:: MATERIAL SHOWN ::

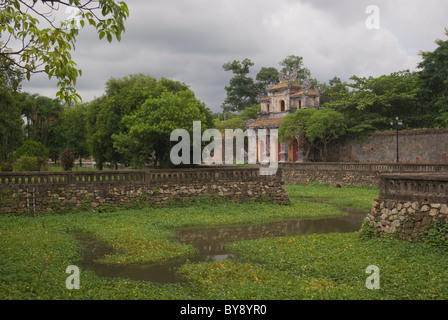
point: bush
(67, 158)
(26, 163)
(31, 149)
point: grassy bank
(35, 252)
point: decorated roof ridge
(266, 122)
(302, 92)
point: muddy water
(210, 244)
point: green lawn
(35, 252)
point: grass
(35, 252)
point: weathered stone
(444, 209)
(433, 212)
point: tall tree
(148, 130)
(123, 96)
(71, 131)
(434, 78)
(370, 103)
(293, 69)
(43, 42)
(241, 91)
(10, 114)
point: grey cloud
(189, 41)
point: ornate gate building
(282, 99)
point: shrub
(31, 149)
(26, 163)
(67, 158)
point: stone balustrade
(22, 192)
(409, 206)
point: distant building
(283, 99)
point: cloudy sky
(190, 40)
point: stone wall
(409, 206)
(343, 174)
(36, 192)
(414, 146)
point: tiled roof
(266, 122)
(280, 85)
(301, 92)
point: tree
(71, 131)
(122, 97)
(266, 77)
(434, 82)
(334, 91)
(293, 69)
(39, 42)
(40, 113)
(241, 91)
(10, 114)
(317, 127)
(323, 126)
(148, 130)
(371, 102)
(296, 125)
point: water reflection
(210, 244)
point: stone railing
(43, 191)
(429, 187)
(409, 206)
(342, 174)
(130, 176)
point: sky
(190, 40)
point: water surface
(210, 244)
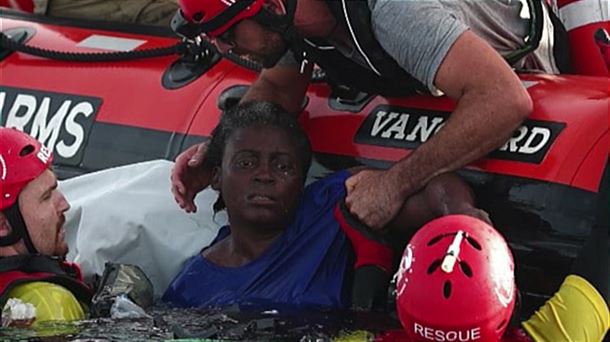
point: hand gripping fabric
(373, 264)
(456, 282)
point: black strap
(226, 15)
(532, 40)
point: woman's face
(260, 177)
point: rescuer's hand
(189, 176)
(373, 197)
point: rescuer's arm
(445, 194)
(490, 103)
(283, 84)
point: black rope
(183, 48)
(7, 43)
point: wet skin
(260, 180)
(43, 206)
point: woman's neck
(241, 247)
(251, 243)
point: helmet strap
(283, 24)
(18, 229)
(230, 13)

:::
:: MATERIAL SHOWN ::

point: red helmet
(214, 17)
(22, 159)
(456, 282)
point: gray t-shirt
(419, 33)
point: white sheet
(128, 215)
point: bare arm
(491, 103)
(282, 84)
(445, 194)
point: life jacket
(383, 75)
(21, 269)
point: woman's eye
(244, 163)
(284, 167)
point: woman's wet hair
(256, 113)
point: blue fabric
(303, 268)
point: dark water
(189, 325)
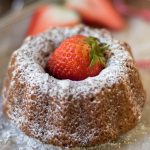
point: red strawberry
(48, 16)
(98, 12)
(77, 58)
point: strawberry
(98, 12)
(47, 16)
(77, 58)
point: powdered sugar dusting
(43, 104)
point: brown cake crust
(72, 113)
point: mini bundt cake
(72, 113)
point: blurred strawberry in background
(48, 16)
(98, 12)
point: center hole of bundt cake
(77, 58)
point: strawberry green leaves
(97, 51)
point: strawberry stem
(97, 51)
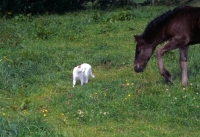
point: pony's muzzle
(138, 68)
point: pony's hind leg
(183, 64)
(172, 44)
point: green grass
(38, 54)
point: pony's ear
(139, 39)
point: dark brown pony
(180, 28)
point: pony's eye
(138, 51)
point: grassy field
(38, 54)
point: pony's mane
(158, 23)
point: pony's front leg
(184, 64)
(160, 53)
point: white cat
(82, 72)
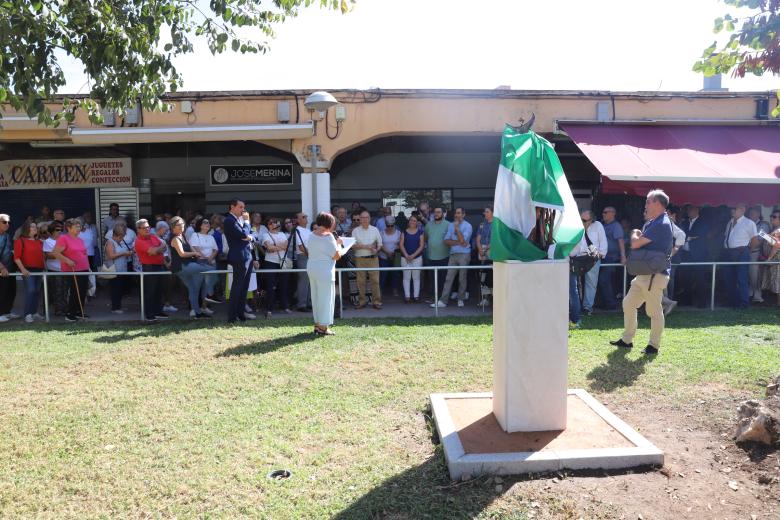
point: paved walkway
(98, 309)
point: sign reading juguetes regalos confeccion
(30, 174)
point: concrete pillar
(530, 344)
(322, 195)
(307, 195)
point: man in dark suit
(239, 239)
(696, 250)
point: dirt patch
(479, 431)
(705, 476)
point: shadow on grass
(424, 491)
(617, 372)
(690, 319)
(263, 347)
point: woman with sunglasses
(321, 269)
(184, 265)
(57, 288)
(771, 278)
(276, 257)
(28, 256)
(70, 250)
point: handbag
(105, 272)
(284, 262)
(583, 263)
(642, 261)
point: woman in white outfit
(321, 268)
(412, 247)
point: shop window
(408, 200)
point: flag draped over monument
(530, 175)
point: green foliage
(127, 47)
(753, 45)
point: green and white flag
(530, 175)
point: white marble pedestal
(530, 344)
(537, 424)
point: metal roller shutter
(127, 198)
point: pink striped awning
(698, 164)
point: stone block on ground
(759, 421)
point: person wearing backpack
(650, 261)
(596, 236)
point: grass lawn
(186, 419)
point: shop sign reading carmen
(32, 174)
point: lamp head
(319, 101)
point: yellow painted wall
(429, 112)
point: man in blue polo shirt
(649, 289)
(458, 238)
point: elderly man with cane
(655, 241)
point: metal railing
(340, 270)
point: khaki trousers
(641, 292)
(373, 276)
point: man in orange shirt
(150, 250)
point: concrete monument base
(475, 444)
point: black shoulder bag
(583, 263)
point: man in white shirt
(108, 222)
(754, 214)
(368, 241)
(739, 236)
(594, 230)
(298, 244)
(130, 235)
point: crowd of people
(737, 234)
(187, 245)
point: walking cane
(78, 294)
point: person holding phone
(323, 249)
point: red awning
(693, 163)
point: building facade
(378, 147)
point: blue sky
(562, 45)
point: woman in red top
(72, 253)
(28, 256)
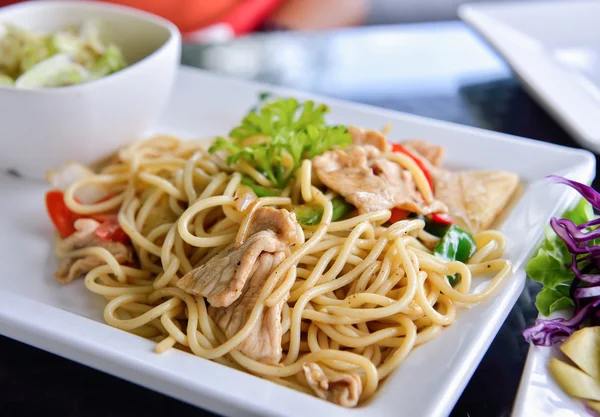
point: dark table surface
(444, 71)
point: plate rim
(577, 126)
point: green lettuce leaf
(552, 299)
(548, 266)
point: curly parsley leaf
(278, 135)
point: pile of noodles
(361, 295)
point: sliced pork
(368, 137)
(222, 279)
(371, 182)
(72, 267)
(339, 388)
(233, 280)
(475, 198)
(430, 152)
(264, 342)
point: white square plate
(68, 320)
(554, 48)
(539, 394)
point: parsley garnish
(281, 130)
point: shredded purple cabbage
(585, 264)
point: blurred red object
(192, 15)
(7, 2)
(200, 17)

:::
:: MATERIAL SHOWN ::

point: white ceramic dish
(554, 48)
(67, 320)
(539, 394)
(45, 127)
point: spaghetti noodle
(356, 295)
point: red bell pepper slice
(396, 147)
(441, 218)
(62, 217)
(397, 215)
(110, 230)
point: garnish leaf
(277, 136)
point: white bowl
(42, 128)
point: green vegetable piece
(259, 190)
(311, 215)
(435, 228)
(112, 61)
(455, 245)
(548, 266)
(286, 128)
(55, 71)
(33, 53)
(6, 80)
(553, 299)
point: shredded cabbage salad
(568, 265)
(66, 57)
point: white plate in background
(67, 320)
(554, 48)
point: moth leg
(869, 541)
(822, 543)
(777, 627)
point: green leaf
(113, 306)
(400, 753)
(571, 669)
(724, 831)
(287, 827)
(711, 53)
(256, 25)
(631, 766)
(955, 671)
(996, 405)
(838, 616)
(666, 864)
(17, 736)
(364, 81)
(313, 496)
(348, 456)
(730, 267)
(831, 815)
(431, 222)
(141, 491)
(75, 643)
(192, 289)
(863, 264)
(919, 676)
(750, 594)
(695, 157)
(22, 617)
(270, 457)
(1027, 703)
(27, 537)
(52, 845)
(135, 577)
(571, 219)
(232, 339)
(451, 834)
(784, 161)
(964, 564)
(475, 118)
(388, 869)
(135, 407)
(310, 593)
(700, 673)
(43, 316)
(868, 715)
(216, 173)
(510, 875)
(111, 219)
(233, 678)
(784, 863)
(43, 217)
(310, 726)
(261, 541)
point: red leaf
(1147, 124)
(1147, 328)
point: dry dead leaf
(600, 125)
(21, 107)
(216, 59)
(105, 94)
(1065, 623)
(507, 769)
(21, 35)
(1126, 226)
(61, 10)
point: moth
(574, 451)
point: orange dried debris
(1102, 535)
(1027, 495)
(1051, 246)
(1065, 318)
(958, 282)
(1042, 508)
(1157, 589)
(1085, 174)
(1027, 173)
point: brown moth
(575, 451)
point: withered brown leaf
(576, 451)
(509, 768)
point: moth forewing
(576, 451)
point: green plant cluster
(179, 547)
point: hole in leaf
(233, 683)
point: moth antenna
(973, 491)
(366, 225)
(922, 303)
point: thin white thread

:::

* _TASK STATEMENT_
Put the lines of the records into a numbered list, starting with the line that contains "point: red bell pepper slice" and going on through the line that contains "point: thin white thread", with both of those lines included. Leave out any blank lines.

* _OUTPUT FOR THIS TASK_
1. point: red bell pepper slice
2. (396, 147)
3. (441, 218)
4. (62, 217)
5. (397, 215)
6. (110, 230)
7. point: garnish leaf
8. (277, 136)
9. point: white bowl
10. (42, 128)
11. point: green vegetable piece
12. (259, 190)
13. (311, 215)
14. (435, 228)
15. (112, 61)
16. (455, 245)
17. (548, 266)
18. (286, 128)
19. (55, 71)
20. (33, 53)
21. (6, 80)
22. (553, 299)
23. point: shredded cabbage salad
24. (568, 265)
25. (66, 57)
26. point: white plate in background
27. (67, 320)
28. (554, 48)
29. point: moth leg
30. (869, 541)
31. (822, 543)
32. (777, 627)
33. point: green leaf
34. (113, 306)
35. (400, 753)
36. (571, 669)
37. (724, 831)
38. (287, 827)
39. (711, 53)
40. (256, 25)
41. (631, 766)
42. (955, 671)
43. (996, 405)
44. (838, 616)
45. (666, 864)
46. (17, 736)
47. (364, 81)
48. (313, 496)
49. (348, 456)
50. (730, 267)
51. (831, 815)
52. (431, 222)
53. (141, 491)
54. (75, 643)
55. (192, 289)
56. (863, 264)
57. (919, 676)
58. (750, 594)
59. (695, 157)
60. (22, 617)
61. (270, 457)
62. (1027, 703)
63. (27, 537)
64. (52, 845)
65. (135, 577)
66. (571, 219)
67. (232, 339)
68. (451, 834)
69. (784, 161)
70. (964, 564)
71. (475, 118)
72. (388, 869)
73. (135, 407)
74. (310, 593)
75. (700, 673)
76. (43, 316)
77. (868, 715)
78. (216, 173)
79. (510, 875)
80. (111, 219)
81. (233, 678)
82. (784, 863)
83. (43, 217)
84. (310, 726)
85. (261, 541)
86. point: red leaf
87. (1147, 124)
88. (1147, 328)
89. point: dry dead leaf
90. (600, 125)
91. (21, 107)
92. (216, 59)
93. (105, 94)
94. (1065, 623)
95. (507, 769)
96. (21, 35)
97. (1126, 226)
98. (61, 10)
99. point: moth
100. (574, 451)
101. point: orange dried debris
102. (1102, 535)
103. (1027, 495)
104. (1051, 246)
105. (1065, 318)
106. (958, 282)
107. (1042, 508)
108. (1157, 589)
109. (1085, 174)
110. (1027, 173)
111. point: brown moth
112. (575, 451)
113. point: withered brown leaf
114. (576, 451)
115. (509, 768)
116. point: moth forewing
117. (576, 451)
118. point: green plant cluster
119. (179, 547)
120. point: hole in leaf
121. (233, 683)
122. point: moth antenna
123. (973, 491)
124. (366, 225)
125. (922, 303)
126. point: thin white thread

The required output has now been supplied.